EXTRACT TO READ
Getting to Know the Hospice Team
Guest blog for The Denver Hospice
By Karen Wyatt MD
If you or a loved one are enrolling in hospice for care through the end of life it is helpful for you to be familiar with the group of providers who will be working with you. Hospice is a unique form of healthcare that focuses on care for the whole person—body, mind and spirit. To provide this extraordinary level of care requires a team of highly trained individuals, who will be available to you if you wish to receive their support during your time with hospice.
The members of this special team play different roles in patient care and all of them meet and confer together to create an overall plan that makes sure that none of the patient’s needs are overlooked or neglected. Here are the members of the hospice team and the type of care they each provide:
The nurse serves as case manager for the patient, assessing the needs of the patient during visits that take place weekly or more frequently, as needed. The nurse is responsible for making sure that the goals of care are being met and communicates with the doctor and other team members to make any needed adjustments in care and symptom management. The hospice will have a nurse on-call on evenings and weekends who can answer your questions and respond to any emergencies.
While your own doctor can continue to be involved in your care, the hospice will also provide a physician with special training in pain and symptom management. This doctor will be responsible for certifying that you are eligible for hospice care, prescribing any needed medications or treatments, supporting the other team members, and participating in decision-making and team meetings. The hospice nurse communicates regularly with the doctor to make important decisions about medical care for each patient.
The home health aide provides essential help with personal care needs like bathing, dressing and grooming. They also teach family members safe practices for tending to their loved one and can assist with light household tasks if needed. The aide may visit several times a week and often becomes one of the favorite team members for patients and their families. Home health aides are described as the “unsung heroes” of hospice care because their hands-on work brings tremendous comfort and wellbeing to the people they serve.
Hospice social workers play many different roles in service of patient care. They help patients and families plan ahead for the end of life, assess and manage the emotional and psychological welfare of the patient, provide information regarding financial and caregiving support, and connect patients and families with community resources. You may see a social worker once or many times during your experience with hospice depending on the specific needs of your family.

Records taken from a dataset
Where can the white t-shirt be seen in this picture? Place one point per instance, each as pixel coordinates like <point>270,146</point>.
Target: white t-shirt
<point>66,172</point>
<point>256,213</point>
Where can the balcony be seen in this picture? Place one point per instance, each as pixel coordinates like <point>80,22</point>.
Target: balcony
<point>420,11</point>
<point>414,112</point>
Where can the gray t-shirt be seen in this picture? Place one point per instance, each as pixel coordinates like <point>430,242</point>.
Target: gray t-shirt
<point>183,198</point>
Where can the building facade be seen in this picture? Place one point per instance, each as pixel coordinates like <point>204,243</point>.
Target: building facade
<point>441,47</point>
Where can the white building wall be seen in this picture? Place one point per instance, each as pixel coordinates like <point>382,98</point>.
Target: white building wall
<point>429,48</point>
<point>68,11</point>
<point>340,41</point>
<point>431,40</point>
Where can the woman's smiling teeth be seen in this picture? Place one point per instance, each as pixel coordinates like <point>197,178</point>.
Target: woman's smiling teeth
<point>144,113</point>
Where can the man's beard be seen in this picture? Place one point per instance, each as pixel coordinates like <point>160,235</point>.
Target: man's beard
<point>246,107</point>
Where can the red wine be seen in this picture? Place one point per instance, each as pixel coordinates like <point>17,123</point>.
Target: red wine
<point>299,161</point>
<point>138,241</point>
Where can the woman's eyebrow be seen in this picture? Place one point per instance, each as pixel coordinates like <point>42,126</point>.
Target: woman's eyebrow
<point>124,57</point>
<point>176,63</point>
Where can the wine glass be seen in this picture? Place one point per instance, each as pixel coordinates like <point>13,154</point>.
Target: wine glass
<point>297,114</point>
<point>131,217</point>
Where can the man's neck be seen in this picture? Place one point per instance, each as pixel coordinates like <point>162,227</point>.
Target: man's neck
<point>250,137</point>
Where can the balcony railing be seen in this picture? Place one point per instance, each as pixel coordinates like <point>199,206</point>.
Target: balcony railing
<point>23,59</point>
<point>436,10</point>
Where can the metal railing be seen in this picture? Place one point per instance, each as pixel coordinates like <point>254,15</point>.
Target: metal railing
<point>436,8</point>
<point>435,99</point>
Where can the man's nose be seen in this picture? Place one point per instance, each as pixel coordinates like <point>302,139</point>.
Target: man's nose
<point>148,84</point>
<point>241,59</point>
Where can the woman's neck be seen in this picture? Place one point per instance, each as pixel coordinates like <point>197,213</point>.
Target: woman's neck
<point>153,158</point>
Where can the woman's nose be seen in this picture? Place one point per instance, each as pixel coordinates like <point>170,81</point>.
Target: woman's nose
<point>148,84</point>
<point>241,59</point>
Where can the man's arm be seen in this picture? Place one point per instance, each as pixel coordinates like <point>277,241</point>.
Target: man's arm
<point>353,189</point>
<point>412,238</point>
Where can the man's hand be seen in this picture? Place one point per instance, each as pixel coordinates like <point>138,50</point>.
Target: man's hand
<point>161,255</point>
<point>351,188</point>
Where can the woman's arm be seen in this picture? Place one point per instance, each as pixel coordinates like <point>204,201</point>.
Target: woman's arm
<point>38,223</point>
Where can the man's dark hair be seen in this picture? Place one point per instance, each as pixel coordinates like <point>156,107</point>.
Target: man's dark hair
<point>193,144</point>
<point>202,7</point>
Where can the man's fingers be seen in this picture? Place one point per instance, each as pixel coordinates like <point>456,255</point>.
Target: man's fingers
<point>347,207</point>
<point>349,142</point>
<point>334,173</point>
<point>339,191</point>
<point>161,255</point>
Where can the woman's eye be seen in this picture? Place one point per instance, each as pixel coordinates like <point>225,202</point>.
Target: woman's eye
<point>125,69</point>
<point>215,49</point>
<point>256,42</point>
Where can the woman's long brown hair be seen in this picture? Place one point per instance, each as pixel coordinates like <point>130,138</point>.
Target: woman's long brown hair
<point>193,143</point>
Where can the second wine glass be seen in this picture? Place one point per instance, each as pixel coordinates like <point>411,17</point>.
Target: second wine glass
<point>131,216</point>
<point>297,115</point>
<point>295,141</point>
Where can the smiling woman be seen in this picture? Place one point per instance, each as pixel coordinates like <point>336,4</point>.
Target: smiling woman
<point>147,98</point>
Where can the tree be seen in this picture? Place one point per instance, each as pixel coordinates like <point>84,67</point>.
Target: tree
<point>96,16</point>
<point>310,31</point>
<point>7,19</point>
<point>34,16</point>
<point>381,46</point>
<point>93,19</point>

TASK INSTRUCTIONS
[a] Answer these questions about the blog post on the hospice team, one line each:
(i) Which team member serves as case manager for the patient?
(ii) What phrase is used to describe home health aides?
(iii) Hospice focuses on care for the whole person; which three parts of the person does it name?
[b] Continue the blog post on the hospice team from where it stops.
The records have no connection to the text about the hospice team.

RESPONSES FOR EACH TASK
[a]
(i) The nurse.
(ii) The "unsung heroes" of hospice care.
(iii) Body, mind and spirit.

[b]
The role of the hospice chaplain is to assist with the spiritual needs of the patient, whether or not the patient has any religious affiliation or beliefs. Chaplains are trained to provide non-denominational care and to help patients prepare for the end of life by finding meaning and value in life itself. They can offer patients and families tools for coping with loss and grief, as well as resolving some of the unfinished issues of life. Often chaplains provide bereavement services for the family after their loved one has died.
The hospice volunteer is one of the most special members of the team. Volunteers are often assigned to patients with whom they have something in common so that a natural and comfortable bond can form. The volunteer can serve as a companion for the patient, talking or reading or playing music, which gives family caregivers an opportunity for a brief respite. They might also assist by running errands or helping with light tasks around the house. Volunteers receive special training to do this work and are an essential source of support for patients and families.
There is no other system of medical care that offers such comprehensive and inclusive support as that given by the hospice team. You will be able to utilize as much or as little care as you prefer, but it’s important to know that each member of the team plays a special and unique role that offers essential benefits. Hospice team-based care has been described as “the best care possible” for those facing the end of life and now you can see why that is true.